=== Begin Enclosure ===
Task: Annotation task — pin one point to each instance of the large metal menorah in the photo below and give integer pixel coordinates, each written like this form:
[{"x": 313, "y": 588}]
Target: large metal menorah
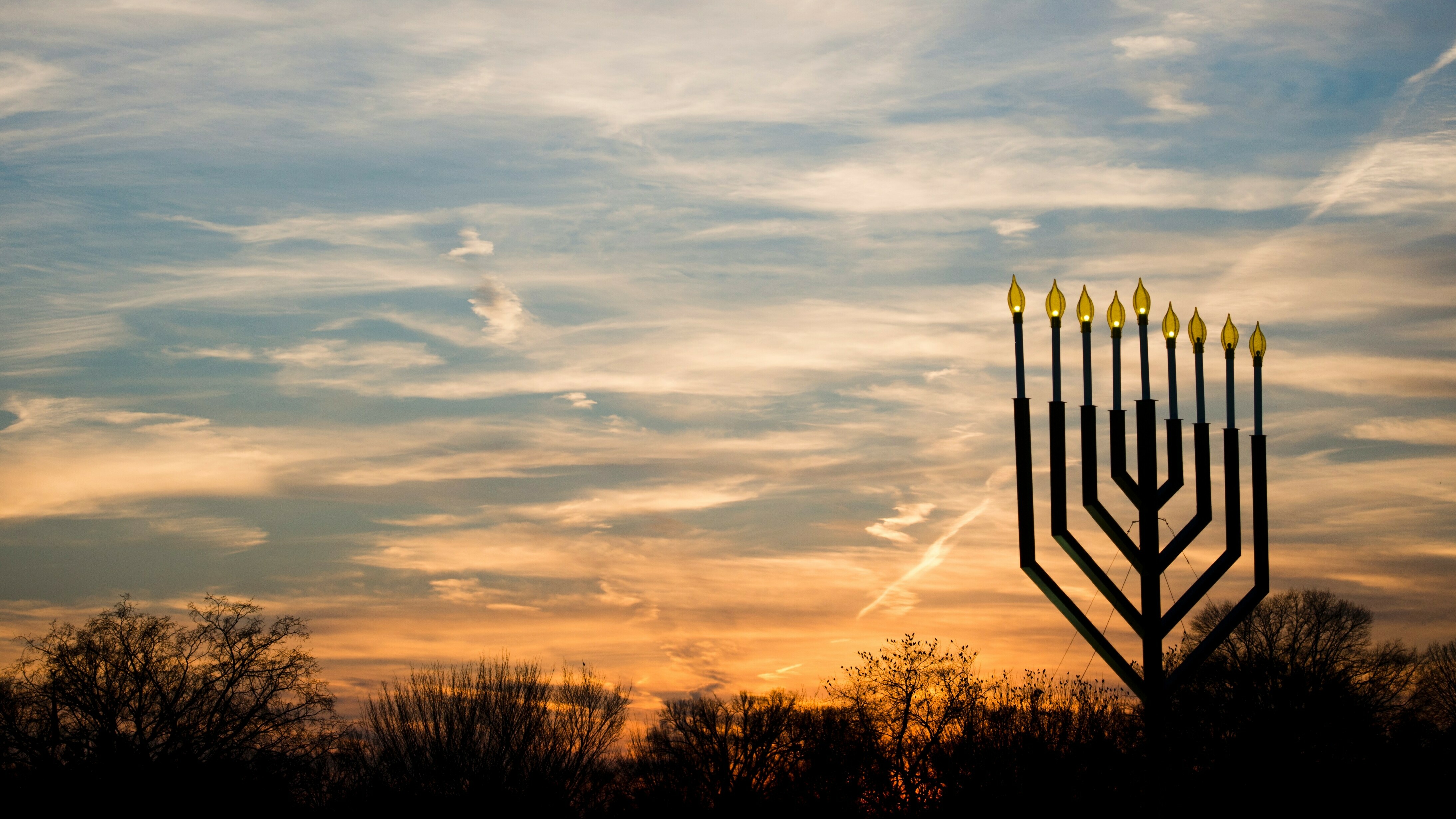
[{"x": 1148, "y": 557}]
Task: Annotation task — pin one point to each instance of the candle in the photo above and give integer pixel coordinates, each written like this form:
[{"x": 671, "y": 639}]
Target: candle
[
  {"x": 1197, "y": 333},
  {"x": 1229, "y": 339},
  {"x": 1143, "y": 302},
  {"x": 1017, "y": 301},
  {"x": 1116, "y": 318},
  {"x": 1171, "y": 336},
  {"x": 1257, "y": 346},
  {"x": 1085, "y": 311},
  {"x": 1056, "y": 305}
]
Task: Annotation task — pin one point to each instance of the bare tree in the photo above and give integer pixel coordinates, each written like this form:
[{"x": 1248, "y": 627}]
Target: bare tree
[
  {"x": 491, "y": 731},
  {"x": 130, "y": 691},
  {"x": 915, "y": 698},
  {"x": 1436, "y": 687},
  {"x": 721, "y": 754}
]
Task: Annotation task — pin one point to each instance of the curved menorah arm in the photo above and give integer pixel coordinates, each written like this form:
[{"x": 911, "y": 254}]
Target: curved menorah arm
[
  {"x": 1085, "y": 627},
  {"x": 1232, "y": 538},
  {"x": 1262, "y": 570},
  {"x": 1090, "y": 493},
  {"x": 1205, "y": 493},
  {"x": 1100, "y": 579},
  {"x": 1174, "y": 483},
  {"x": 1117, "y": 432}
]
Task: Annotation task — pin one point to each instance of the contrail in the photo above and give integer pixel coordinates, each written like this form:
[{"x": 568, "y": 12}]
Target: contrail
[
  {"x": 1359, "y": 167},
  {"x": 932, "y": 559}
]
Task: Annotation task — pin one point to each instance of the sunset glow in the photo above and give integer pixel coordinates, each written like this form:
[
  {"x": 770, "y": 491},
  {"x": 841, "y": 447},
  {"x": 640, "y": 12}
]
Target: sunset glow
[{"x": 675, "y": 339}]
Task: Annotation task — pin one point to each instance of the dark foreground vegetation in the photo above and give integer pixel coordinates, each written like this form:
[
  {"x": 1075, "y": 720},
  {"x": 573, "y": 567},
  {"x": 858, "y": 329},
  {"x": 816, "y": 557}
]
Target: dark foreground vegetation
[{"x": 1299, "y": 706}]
=== End Enclosure ===
EXERCISE REQUIREMENTS: What is needed is a verbatim transcription of the records, minus the pictures.

RESULT OF THE EXERCISE:
Task: Annotation task — pin one point to each instance of the large metal menorah in the photo below and give integer pixel coordinates, each written like this form:
[{"x": 313, "y": 588}]
Target: large metal menorah
[{"x": 1148, "y": 557}]
Task: Annotation task — pin one point to each instance of the candle in the photo above and give integer pixel coordinates, each written like this form:
[{"x": 671, "y": 639}]
Target: candle
[
  {"x": 1197, "y": 333},
  {"x": 1229, "y": 339},
  {"x": 1143, "y": 302},
  {"x": 1017, "y": 301},
  {"x": 1116, "y": 318},
  {"x": 1171, "y": 336},
  {"x": 1257, "y": 346},
  {"x": 1085, "y": 311},
  {"x": 1056, "y": 305}
]
Task: Annotation task — pin one point to each instance of the bare tree in the photo above and give integer pixel coordinates, each written like this form:
[{"x": 1248, "y": 627}]
Target: bare tree
[
  {"x": 491, "y": 731},
  {"x": 130, "y": 691},
  {"x": 915, "y": 698},
  {"x": 1436, "y": 687},
  {"x": 721, "y": 754}
]
Task: Annotation task — pin one point to each instance of the curved menorah arm in the photo above and give integer pixel coordinates, each written like this form:
[{"x": 911, "y": 254}]
Target: curved menorah arm
[
  {"x": 1085, "y": 627},
  {"x": 1232, "y": 538},
  {"x": 1262, "y": 570},
  {"x": 1090, "y": 493},
  {"x": 1205, "y": 493},
  {"x": 1100, "y": 579},
  {"x": 1174, "y": 483},
  {"x": 1117, "y": 432}
]
Task: Annotation task — pin one point to each instance of the contrail in the photo above and give integer pixel coordinates, each written like this form:
[{"x": 568, "y": 12}]
Target: contrail
[
  {"x": 1359, "y": 167},
  {"x": 932, "y": 559}
]
Task: Annotation task — pin one point to each instance of the sunset glow in the photo above and give integer pixel coordinates, each written like this form:
[
  {"x": 770, "y": 491},
  {"x": 841, "y": 447},
  {"x": 640, "y": 12}
]
Target: sunset glow
[{"x": 675, "y": 339}]
Task: Annotation task — pin one point to each instance of the dark foreground vegetation in the photo above and give integer pixel coordinates, each written like this form:
[
  {"x": 1075, "y": 720},
  {"x": 573, "y": 567},
  {"x": 858, "y": 329},
  {"x": 816, "y": 557}
]
Target: dark foreground vegetation
[{"x": 1299, "y": 706}]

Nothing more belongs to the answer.